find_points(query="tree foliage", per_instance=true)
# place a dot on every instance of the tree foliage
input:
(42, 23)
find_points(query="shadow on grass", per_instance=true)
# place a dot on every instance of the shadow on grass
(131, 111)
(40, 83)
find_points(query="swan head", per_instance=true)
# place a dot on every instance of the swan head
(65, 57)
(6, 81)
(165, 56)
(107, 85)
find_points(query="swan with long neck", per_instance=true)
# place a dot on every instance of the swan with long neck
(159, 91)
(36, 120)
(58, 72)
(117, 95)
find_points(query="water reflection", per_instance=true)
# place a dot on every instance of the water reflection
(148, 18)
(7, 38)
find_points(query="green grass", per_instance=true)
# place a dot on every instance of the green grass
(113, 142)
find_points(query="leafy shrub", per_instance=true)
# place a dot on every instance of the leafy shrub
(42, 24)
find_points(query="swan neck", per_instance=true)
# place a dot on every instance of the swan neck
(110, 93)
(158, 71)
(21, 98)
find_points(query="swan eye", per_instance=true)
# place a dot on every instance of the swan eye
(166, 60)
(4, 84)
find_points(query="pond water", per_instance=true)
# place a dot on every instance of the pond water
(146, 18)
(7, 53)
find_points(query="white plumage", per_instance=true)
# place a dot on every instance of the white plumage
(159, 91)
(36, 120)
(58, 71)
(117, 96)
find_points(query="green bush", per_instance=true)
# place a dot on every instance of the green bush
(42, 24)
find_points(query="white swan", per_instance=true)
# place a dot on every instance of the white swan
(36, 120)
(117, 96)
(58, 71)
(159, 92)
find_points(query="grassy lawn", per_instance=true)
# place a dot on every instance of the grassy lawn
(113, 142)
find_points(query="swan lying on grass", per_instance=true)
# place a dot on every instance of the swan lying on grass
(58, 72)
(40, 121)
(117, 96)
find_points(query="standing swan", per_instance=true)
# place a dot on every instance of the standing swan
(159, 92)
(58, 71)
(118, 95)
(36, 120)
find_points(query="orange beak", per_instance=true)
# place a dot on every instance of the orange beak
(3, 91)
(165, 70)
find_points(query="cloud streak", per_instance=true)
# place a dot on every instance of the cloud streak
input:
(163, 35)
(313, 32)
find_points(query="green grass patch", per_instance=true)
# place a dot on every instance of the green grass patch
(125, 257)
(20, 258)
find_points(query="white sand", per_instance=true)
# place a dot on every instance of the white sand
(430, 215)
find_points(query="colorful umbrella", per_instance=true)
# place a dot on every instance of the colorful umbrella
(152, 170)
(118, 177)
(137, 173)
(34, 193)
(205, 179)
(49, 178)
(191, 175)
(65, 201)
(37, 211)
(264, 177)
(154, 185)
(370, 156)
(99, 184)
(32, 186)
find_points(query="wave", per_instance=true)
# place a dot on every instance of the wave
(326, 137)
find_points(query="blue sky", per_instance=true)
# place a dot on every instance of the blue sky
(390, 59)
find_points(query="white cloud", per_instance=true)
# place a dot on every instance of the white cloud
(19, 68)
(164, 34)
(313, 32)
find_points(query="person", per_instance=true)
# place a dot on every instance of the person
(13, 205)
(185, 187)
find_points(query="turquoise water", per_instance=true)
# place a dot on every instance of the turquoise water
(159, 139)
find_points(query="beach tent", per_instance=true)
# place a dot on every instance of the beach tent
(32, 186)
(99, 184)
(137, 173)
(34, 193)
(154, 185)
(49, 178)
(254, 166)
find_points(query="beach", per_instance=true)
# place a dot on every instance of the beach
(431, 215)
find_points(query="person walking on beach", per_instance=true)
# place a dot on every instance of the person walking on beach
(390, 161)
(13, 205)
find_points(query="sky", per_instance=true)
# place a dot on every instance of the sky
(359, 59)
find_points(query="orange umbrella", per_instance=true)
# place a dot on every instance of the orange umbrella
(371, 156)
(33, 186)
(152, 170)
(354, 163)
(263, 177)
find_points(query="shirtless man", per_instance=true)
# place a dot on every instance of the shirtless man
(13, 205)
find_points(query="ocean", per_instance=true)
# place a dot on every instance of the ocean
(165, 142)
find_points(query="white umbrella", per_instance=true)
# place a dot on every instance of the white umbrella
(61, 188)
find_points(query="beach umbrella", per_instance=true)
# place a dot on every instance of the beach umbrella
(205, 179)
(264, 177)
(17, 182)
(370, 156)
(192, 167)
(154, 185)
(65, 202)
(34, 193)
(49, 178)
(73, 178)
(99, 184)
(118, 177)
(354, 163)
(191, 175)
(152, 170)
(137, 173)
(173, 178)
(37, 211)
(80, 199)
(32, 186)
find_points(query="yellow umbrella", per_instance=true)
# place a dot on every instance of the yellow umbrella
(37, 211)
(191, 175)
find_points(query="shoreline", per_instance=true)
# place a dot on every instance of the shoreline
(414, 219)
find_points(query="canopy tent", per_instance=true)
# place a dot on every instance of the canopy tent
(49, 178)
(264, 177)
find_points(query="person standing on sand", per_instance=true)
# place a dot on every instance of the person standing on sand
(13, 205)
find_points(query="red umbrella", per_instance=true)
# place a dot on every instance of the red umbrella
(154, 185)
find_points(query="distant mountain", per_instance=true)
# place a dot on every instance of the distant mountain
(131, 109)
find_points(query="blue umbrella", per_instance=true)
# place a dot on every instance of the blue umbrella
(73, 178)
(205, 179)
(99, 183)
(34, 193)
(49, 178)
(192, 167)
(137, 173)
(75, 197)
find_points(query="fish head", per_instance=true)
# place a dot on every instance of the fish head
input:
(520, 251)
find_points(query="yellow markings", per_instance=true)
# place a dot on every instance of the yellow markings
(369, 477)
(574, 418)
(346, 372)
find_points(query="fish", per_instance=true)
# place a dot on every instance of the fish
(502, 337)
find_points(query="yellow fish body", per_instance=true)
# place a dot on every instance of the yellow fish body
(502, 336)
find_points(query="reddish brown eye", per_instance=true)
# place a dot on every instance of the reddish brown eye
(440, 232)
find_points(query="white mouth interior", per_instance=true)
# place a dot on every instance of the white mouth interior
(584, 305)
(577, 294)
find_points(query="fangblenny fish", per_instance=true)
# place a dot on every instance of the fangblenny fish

- The exercise -
Copy every record exactly as presented.

- Output of the exercise -
find_points(query="tree foliage", per_instance=true)
# place a dot on every instance of the tree foliage
input:
(42, 23)
find_points(query="shadow on grass", per_instance=true)
# place a dot on every instance of the shadow on grass
(131, 111)
(40, 83)
find_points(query="swan head", per_instance=true)
# place a dot on every instance of the swan head
(65, 57)
(6, 81)
(165, 56)
(107, 85)
find_points(query="swan with long neck", per_instance=true)
# place a dot on every instance of the swan with long neck
(159, 91)
(36, 120)
(58, 72)
(117, 95)
find_points(query="water reflection", per_instance=true)
# place a dot on every instance of the water reflection
(148, 18)
(7, 38)
find_points(query="green grass", per_instance=true)
# place a dot on every instance of the green grass
(113, 142)
find_points(query="leafy shrub", per_instance=true)
# place a dot on every instance of the leafy shrub
(42, 24)
find_points(query="swan neck", per_instance=true)
# place a dot on every instance of the swan neck
(110, 93)
(158, 71)
(21, 98)
find_points(query="swan eye", per_instance=true)
# place a dot on every instance of the swan eye
(166, 60)
(4, 84)
find_points(query="pond water", per_instance=true)
# place a dot on every instance of the pond water
(146, 18)
(7, 53)
find_points(query="white plumage", per_instance=true)
# place a dot on every instance of the white plumage
(159, 91)
(36, 120)
(58, 71)
(117, 96)
find_points(query="green bush", per_instance=true)
# place a dot on every instance of the green bush
(42, 24)
find_points(query="white swan", per_instance=true)
# place a dot on every instance of the white swan
(36, 120)
(117, 96)
(58, 71)
(159, 92)
find_points(query="grassy lawn", per_instance=true)
# place a dot on every instance of the grassy lawn
(113, 142)
find_points(query="swan lying on grass", per_instance=true)
# place a dot on every instance of the swan lying on grass
(58, 72)
(40, 121)
(117, 96)
find_points(query="standing swan", per_instance=true)
# place a dot on every instance of the standing swan
(159, 92)
(58, 71)
(118, 95)
(36, 120)
find_points(query="orange beak", per_instance=true)
# place a dot on every instance of the orange beak
(3, 91)
(165, 70)
find_points(query="cloud streak", per_instance=true)
# place a dot on every instance of the cloud streak
input:
(163, 35)
(313, 32)
find_points(query="green grass patch", per_instance=true)
# place a dot on every instance of the green grass patch
(125, 257)
(20, 258)
find_points(query="white sand", per_instance=true)
# place a dot on every instance of the white sand
(430, 215)
find_points(query="colorful umbrella", per_instance=true)
# place a dot on every instance of the colorful umbrella
(152, 170)
(118, 177)
(137, 173)
(34, 193)
(205, 179)
(49, 178)
(191, 175)
(65, 201)
(37, 211)
(264, 177)
(154, 185)
(370, 156)
(99, 184)
(32, 186)
find_points(query="wave", per_instance=true)
# place a dot on every instance of the wave
(326, 137)
find_points(query="blue sky", per_instance=true)
# place a dot on every instance of the blue sky
(390, 59)
find_points(query="white cloud", per_instance=true)
# place a dot on every instance of the white cloud
(19, 68)
(164, 34)
(313, 32)
find_points(query="person", per_instance=true)
# place a dot on every instance of the person
(13, 205)
(185, 187)
find_points(query="turquoise water", per_instance=true)
# place a dot on every instance of the turquoise water
(159, 139)
find_points(query="beach tent", per_instance=true)
# place a dot on every instance of the beach tent
(32, 186)
(99, 184)
(137, 173)
(34, 193)
(154, 185)
(49, 178)
(254, 166)
find_points(query="beach", per_instance=true)
# place a dot on every instance of the beach
(431, 215)
find_points(query="person walking on beach", per_instance=true)
# place a dot on every instance of the person walking on beach
(390, 161)
(13, 205)
find_points(query="sky", per_instance=true)
# place a dot on every instance of the sky
(359, 59)
find_points(query="orange umbrella", per_instance=true)
# place a dot on every instance of the orange umbrella
(371, 156)
(33, 186)
(152, 170)
(354, 163)
(263, 177)
find_points(query="shirtless man", per_instance=true)
# place a dot on every instance of the shirtless man
(13, 205)
find_points(query="ocean", per_instance=true)
# place a dot on every instance of the ocean
(165, 142)
find_points(query="white umbrella", per_instance=true)
# place a dot on every instance of the white umbrella
(61, 188)
find_points(query="beach umbrella", per_instance=true)
# place a dot on every instance of the beach umbrella
(205, 179)
(264, 177)
(17, 182)
(370, 156)
(192, 167)
(154, 185)
(65, 202)
(34, 193)
(49, 178)
(73, 178)
(99, 184)
(118, 177)
(354, 163)
(191, 175)
(152, 170)
(137, 173)
(173, 178)
(37, 211)
(80, 199)
(32, 186)
find_points(query="yellow umbrella", per_instance=true)
# place a dot on every instance of the yellow umbrella
(37, 211)
(191, 175)
find_points(query="shoreline", per_instance=true)
# place a dot on every instance of the shoreline
(414, 219)
find_points(query="canopy tent", per_instance=true)
# place a dot on every instance of the canopy tent
(49, 178)
(264, 177)
find_points(query="person standing on sand", per_instance=true)
# place a dot on every instance of the person standing on sand
(13, 205)
find_points(query="red umbrella", per_instance=true)
# place a dot on every instance of the red umbrella
(154, 185)
find_points(query="distant mountain", per_instance=true)
# place a dot on every instance of the distant mountain
(131, 109)
find_points(query="blue umbrella", per_instance=true)
# place a dot on every instance of the blue umbrella
(73, 178)
(205, 179)
(99, 183)
(34, 193)
(49, 178)
(192, 167)
(137, 173)
(75, 197)
find_points(query="fish head", per_instance=true)
# place a dot on every instance of the fish head
input:
(520, 251)
find_points(query="yellow markings", per_instance=true)
# place a dot on every instance of the yellow markings
(369, 477)
(574, 418)
(346, 372)
find_points(query="fish", per_instance=true)
# place a dot on every instance of the fish
(502, 337)
find_points(query="yellow fish body", per_instance=true)
# place a dot on every instance of the yellow fish body
(502, 336)
find_points(query="reddish brown eye", per_instance=true)
# place a dot on every instance of the reddish brown eye
(440, 232)
find_points(query="white mouth interior", per_instance=true)
# place a dot on every instance of the white mouth interior
(584, 305)
(577, 294)
find_points(query="fangblenny fish", per_instance=true)
# place a dot on every instance of the fangblenny fish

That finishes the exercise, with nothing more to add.